**What to produce**
Can you repeat the rows below with each "soccer" replaced by "football" and everything else left as it is?

**Dataset**
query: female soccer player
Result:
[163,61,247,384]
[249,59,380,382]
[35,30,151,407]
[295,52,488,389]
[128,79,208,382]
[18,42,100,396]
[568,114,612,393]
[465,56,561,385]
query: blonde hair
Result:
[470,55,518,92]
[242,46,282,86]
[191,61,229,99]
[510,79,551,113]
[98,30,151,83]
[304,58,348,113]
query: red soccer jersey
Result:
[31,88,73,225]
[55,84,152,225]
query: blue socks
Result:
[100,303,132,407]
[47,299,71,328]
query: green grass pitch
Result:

**Expected answer**
query: female football player
Result:
[163,61,247,384]
[249,59,380,382]
[35,30,151,407]
[295,52,488,389]
[128,79,208,382]
[18,42,100,396]
[568,114,612,393]
[465,56,561,385]
query: blonde hair
Result:
[470,55,518,92]
[242,46,282,86]
[191,61,229,99]
[510,79,551,113]
[98,30,151,83]
[304,58,348,113]
query: red football jersey
Result:
[31,88,73,225]
[55,84,152,225]
query: blue socks
Result:
[100,303,132,407]
[47,299,71,328]
query: green grass pitch
Result:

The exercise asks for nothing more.